# Your tasks:
A - Answer these questions about the account of the pregnancy in graduate school:
(i) How old was the writer while in graduate school?
(ii) Who first noticed the pregnancy symptoms?
(iii) What kind of clinic performed the abortion?
B - List every action the account of the pregnancy in graduate school says the new boyfriend took.

12.22.2016
Media

Anonymous

When I was 26 years old, I was in graduate school, and fairly depressed.

I had left a year long relationship and was just starting a new one, with someone I fell madly in love with. At the start of that relationship, I realized I was pregnant. Actually, my new boyfriend noticed my symptoms first and suggested I take a test. I was shocked that it was positive, and I was pretty sure the child was my former boyfriend’s child. I was struggling with my graduate program in an environment that was not very supportive. I was in a different state from any of my family, and I felt totally unable to support a child by myself. The friends I had and my boyfriend all told me I should have an abortion and stay in school. So I did. My boyfriend paid for it for me, and went with me to the doctor. It was a standard multi-services clinic, and they did a poor job, overall. I was very sad about having this abortion. I wanted to have a child badly, and I wanted to have a situation in which I could have a child and support myself and that child. I felt like the economic value our society placed on the things I had to offer was so scarce, so conditional, that I would be poor forever if I had that child.

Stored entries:
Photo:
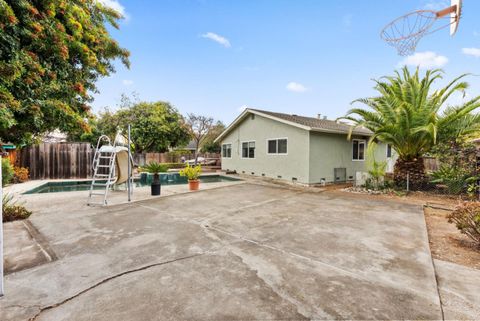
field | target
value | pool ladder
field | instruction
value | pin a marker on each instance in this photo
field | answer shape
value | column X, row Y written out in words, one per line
column 102, row 179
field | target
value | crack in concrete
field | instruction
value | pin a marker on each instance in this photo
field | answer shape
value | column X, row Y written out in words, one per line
column 343, row 271
column 271, row 280
column 142, row 268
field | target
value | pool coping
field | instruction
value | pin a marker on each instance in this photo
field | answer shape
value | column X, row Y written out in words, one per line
column 22, row 188
column 34, row 190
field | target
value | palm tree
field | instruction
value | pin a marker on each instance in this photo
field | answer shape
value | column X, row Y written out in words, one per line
column 408, row 115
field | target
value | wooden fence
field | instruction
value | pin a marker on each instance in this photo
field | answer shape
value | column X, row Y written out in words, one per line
column 74, row 160
column 57, row 160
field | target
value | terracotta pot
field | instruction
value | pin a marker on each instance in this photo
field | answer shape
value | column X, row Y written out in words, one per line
column 193, row 184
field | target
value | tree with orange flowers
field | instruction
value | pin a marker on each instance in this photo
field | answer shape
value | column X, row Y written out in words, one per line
column 52, row 52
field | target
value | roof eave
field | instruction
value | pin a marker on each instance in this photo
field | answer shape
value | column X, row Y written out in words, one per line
column 332, row 131
column 256, row 112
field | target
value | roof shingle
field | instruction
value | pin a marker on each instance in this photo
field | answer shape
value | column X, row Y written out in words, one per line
column 316, row 123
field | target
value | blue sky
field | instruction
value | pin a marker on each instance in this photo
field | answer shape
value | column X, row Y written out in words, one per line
column 304, row 57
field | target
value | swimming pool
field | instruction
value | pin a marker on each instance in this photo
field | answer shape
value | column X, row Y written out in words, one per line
column 144, row 180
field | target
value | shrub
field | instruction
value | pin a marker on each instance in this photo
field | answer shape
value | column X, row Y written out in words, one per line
column 154, row 168
column 20, row 174
column 456, row 179
column 191, row 172
column 7, row 171
column 377, row 173
column 467, row 219
column 174, row 165
column 13, row 211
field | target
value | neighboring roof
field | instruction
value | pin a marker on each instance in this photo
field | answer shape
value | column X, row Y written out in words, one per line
column 303, row 122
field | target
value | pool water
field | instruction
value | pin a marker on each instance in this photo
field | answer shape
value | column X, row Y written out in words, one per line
column 145, row 180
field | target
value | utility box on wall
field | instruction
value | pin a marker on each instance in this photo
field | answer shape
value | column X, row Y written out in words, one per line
column 340, row 175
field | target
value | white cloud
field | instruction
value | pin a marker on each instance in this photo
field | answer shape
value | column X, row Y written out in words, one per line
column 296, row 87
column 427, row 59
column 347, row 21
column 217, row 38
column 242, row 108
column 115, row 5
column 475, row 52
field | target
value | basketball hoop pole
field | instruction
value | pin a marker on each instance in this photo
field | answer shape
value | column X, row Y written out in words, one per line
column 444, row 12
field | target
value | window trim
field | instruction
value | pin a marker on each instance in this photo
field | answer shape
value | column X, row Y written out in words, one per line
column 231, row 148
column 364, row 142
column 391, row 151
column 277, row 139
column 241, row 149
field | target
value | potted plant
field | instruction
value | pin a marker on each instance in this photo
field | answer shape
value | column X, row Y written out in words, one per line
column 155, row 169
column 192, row 173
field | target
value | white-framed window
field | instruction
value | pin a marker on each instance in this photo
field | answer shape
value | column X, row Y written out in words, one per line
column 227, row 150
column 389, row 151
column 358, row 150
column 248, row 149
column 277, row 146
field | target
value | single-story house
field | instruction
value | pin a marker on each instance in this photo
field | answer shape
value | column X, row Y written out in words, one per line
column 307, row 150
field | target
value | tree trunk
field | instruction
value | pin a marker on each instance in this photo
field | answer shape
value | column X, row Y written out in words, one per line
column 415, row 169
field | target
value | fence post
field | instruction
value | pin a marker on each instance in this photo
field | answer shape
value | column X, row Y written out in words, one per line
column 408, row 182
column 1, row 230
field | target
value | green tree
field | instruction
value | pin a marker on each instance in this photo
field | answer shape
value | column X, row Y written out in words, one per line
column 198, row 127
column 209, row 145
column 51, row 54
column 407, row 114
column 154, row 127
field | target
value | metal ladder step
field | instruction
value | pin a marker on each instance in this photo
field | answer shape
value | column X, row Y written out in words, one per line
column 97, row 203
column 100, row 184
column 96, row 193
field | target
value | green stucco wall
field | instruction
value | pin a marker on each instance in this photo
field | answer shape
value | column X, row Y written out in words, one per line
column 311, row 155
column 259, row 129
column 330, row 151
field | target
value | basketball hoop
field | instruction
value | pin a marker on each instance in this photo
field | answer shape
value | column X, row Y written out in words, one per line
column 405, row 32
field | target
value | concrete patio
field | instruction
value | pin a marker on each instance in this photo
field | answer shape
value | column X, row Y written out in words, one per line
column 240, row 252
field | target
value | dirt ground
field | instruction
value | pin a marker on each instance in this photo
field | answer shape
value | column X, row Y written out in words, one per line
column 447, row 243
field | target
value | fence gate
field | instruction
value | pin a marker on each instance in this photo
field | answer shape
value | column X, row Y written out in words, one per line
column 57, row 160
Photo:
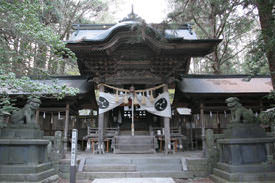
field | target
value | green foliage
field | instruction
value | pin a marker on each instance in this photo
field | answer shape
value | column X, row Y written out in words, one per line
column 26, row 41
column 10, row 84
column 217, row 19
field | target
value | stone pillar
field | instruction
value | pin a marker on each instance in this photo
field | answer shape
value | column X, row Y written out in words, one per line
column 100, row 128
column 167, row 130
column 191, row 133
column 202, row 130
column 66, row 127
column 37, row 116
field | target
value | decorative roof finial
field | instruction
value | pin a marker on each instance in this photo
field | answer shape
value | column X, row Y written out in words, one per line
column 132, row 10
column 132, row 16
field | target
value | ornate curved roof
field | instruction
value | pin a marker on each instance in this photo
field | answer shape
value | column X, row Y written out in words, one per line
column 160, row 38
column 133, row 52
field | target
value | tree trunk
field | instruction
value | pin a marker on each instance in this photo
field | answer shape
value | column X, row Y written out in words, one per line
column 267, row 25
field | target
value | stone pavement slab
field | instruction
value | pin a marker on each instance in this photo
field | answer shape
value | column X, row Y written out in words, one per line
column 135, row 180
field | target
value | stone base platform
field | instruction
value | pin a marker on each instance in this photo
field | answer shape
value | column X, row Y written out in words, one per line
column 135, row 180
column 252, row 173
column 24, row 156
column 28, row 173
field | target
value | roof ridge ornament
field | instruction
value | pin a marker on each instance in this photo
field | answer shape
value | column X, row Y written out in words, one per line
column 132, row 16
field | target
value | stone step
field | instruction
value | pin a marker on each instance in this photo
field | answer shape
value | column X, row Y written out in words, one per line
column 158, row 167
column 27, row 177
column 15, row 169
column 51, row 179
column 157, row 160
column 108, row 161
column 251, row 168
column 110, row 168
column 245, row 176
column 217, row 179
column 93, row 175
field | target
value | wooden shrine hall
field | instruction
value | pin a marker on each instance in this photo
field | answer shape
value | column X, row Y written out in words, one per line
column 133, row 58
column 134, row 65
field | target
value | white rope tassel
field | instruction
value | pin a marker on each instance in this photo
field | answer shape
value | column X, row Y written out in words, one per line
column 116, row 96
column 52, row 118
column 151, row 96
column 143, row 101
column 126, row 98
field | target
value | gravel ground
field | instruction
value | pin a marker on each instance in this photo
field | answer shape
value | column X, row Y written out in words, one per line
column 195, row 180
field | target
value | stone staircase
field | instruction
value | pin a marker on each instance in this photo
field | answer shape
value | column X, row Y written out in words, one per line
column 252, row 173
column 117, row 167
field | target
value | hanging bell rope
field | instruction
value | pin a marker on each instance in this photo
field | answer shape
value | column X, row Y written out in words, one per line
column 116, row 96
column 126, row 98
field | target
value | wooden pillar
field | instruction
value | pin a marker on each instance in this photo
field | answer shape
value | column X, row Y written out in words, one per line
column 191, row 133
column 202, row 130
column 167, row 129
column 37, row 117
column 66, row 127
column 100, row 128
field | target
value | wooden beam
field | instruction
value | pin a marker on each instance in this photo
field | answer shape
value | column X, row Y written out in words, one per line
column 101, row 127
column 202, row 130
column 167, row 130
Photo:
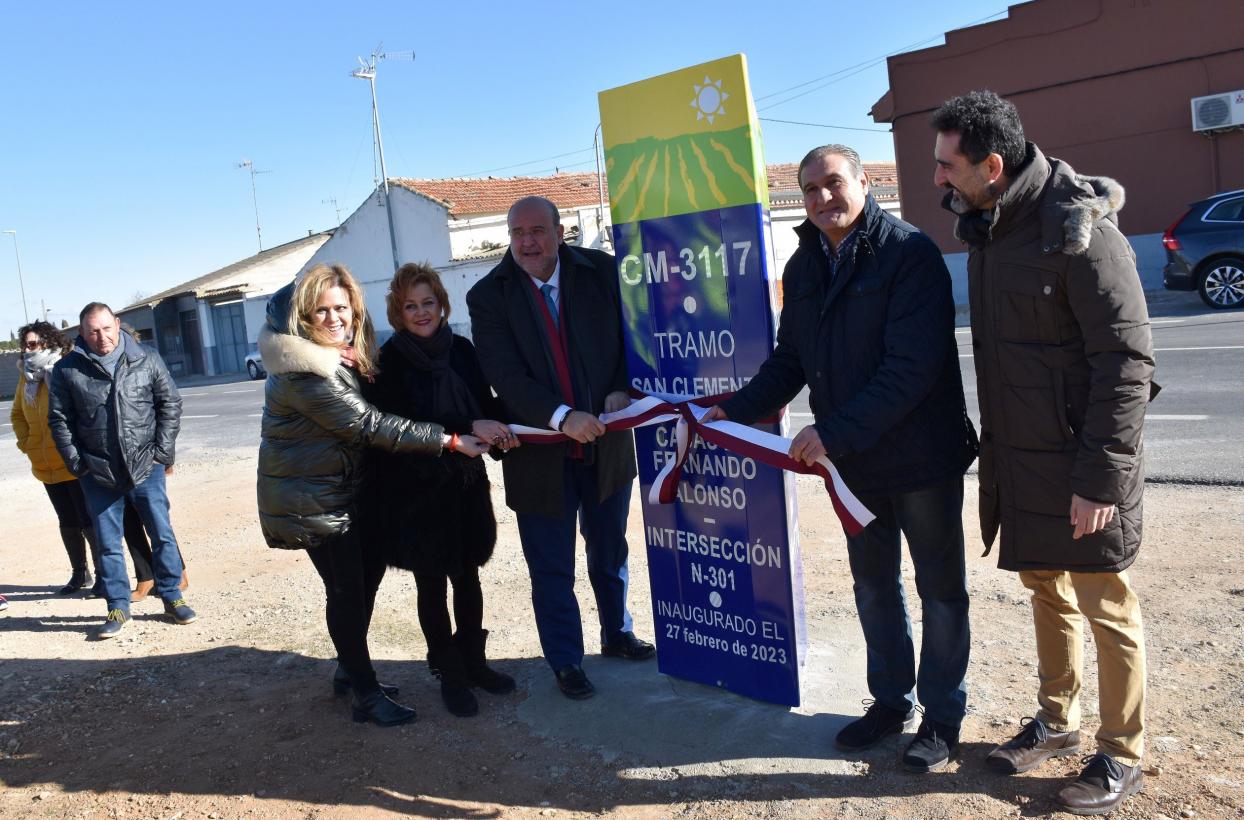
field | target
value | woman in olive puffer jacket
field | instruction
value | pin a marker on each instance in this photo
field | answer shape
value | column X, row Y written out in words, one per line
column 316, row 423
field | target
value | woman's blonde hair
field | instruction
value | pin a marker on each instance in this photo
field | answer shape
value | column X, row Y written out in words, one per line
column 306, row 299
column 406, row 278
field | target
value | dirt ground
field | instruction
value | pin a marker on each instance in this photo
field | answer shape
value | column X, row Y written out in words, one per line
column 233, row 716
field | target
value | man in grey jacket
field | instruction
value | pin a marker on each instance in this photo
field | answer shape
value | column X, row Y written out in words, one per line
column 115, row 413
column 1064, row 358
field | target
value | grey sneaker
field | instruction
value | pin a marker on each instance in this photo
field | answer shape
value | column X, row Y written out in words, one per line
column 112, row 626
column 179, row 611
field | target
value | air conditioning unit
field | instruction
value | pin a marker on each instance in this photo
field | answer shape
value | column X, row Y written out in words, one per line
column 1218, row 111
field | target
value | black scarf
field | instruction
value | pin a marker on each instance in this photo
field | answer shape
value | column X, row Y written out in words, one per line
column 450, row 396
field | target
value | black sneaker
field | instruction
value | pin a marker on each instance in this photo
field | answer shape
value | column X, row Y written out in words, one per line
column 574, row 683
column 878, row 722
column 181, row 611
column 112, row 627
column 934, row 747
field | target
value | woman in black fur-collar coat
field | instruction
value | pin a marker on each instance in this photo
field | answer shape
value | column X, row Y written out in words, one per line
column 434, row 513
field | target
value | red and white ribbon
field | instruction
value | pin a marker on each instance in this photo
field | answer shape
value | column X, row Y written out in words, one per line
column 688, row 411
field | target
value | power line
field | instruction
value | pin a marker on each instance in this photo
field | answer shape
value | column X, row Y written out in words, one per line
column 821, row 125
column 834, row 76
column 530, row 162
column 830, row 79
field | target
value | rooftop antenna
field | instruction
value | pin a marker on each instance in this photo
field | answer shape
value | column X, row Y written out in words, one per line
column 367, row 71
column 332, row 200
column 254, row 198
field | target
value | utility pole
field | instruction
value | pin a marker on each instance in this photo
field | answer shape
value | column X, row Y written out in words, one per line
column 367, row 71
column 20, row 283
column 254, row 197
column 332, row 200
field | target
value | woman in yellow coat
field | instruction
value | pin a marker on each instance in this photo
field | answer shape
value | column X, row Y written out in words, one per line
column 41, row 347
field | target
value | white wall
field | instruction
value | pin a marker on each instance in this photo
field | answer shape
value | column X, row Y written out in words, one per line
column 362, row 244
column 254, row 310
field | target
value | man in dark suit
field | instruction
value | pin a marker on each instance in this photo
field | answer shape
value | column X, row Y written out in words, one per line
column 547, row 326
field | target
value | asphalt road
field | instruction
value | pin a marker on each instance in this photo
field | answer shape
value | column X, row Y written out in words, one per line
column 1194, row 429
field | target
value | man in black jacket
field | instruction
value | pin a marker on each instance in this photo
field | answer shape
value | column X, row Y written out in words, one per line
column 868, row 325
column 547, row 327
column 115, row 413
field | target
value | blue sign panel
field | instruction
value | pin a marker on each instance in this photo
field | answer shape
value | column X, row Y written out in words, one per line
column 727, row 586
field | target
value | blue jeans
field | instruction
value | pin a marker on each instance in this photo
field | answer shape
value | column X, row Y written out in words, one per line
column 549, row 548
column 932, row 520
column 107, row 508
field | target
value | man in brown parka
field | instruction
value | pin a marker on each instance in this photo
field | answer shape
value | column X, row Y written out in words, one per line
column 1064, row 357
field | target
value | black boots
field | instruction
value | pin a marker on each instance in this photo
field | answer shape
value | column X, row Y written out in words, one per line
column 460, row 665
column 376, row 707
column 75, row 545
column 470, row 646
column 445, row 662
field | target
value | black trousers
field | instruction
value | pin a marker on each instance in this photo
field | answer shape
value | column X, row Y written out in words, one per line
column 434, row 612
column 74, row 520
column 352, row 573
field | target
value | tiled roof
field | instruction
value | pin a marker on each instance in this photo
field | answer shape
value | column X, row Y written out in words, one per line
column 495, row 194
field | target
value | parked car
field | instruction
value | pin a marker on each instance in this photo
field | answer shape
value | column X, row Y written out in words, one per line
column 1206, row 250
column 255, row 365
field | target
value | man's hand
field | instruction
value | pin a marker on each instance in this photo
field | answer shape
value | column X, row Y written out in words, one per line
column 1089, row 517
column 582, row 427
column 616, row 401
column 496, row 433
column 470, row 446
column 807, row 446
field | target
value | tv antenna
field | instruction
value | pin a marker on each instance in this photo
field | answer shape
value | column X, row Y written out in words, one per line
column 332, row 200
column 367, row 71
column 254, row 198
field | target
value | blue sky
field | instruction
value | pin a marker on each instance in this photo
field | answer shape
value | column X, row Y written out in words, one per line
column 123, row 123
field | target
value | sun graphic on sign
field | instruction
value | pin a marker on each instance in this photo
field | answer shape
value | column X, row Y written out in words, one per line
column 709, row 100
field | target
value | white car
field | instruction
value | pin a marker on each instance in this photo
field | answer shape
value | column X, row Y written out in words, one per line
column 255, row 366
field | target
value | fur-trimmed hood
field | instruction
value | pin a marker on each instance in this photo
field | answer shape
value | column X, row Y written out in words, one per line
column 1076, row 203
column 286, row 354
column 1066, row 203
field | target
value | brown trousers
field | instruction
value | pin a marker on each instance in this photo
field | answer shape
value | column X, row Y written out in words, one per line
column 1060, row 602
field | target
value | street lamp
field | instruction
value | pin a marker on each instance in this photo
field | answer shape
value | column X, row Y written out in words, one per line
column 20, row 283
column 367, row 71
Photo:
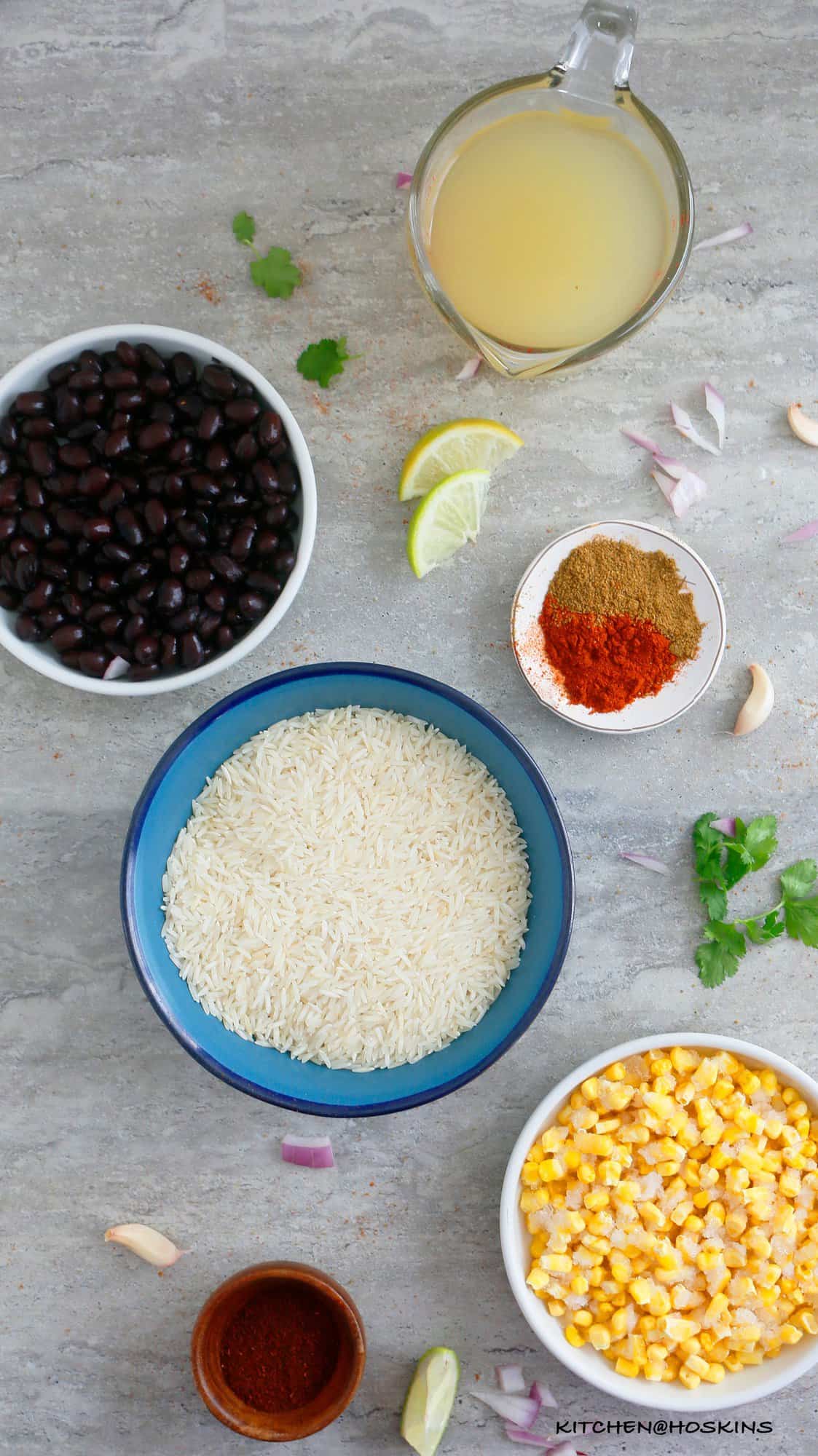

# Solutions by task:
A -
(i) 26 years old
(ii) The writer's new boyfriend
(iii) A standard multi-services clinic

B -
- Noticed the symptoms first
- Suggested taking a test
- Said (along with friends) to have an abortion and stay in school
- Paid for the abortion
- Went along to the doctor